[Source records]
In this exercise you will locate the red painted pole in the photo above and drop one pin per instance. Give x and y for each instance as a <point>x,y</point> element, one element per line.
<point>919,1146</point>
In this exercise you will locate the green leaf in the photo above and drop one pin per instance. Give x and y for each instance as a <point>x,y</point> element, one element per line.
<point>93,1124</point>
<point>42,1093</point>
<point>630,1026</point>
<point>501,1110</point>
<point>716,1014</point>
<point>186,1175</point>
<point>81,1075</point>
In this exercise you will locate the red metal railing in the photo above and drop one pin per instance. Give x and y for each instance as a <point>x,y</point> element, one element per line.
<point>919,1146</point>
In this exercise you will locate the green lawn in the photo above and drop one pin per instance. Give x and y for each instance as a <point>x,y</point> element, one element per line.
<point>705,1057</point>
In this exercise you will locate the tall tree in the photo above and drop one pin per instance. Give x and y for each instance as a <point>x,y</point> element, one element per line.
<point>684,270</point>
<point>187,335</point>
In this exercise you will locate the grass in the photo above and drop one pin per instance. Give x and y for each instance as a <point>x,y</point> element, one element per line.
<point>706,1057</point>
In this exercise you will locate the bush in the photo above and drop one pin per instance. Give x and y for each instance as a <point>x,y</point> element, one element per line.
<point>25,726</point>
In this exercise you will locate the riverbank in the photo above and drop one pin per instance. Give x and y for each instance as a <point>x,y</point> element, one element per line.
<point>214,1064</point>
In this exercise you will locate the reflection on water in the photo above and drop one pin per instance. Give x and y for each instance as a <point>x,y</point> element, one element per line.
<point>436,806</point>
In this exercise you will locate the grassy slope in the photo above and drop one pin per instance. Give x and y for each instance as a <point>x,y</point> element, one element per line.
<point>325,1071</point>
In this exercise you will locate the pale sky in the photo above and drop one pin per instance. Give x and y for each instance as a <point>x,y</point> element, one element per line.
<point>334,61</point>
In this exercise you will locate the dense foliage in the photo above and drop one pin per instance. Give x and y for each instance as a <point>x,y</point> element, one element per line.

_Aim_. Quote the lines of the listing above that run from the line with "In this exercise you will locate the grass in" through its last line, both included, and nothing else.

_Expected answer_.
In this exercise you will locate the grass in the photo above and drop one pin per instance. Give x and y for each instance as a <point>x,y</point> element, one element per line.
<point>706,1057</point>
In this exercise you will locate the bush in the photo above and drop one pin per instance. Give x and y for each instance as a <point>x,y</point> element, one element per line.
<point>25,726</point>
In this exercise you will locate the riverbank in the photo above and drop one pin per instance. Give x and y for each instance as a <point>x,y</point> element, one element per line.
<point>214,1064</point>
In this exercise you will locate the reflection on water in the photo above and drop one pin per instance. Give x and y for each instance as a <point>x,y</point> element, one element per line.
<point>436,806</point>
In this exercise you will locate the grassy slope in the photo above and drop one pin per instance. Give x and y for each instance as a <point>x,y</point> element, one element per line.
<point>325,1071</point>
In this exercise you will locate the pale sky in the photo above and drop one pin per instance. Give x and y for each instance as a <point>x,y</point> element, one element per line.
<point>334,61</point>
In this exercise you will locate the dense foliage in the photo above and drop one pin per instance. Give x and y for each instance as a <point>x,y</point> element, one element per line.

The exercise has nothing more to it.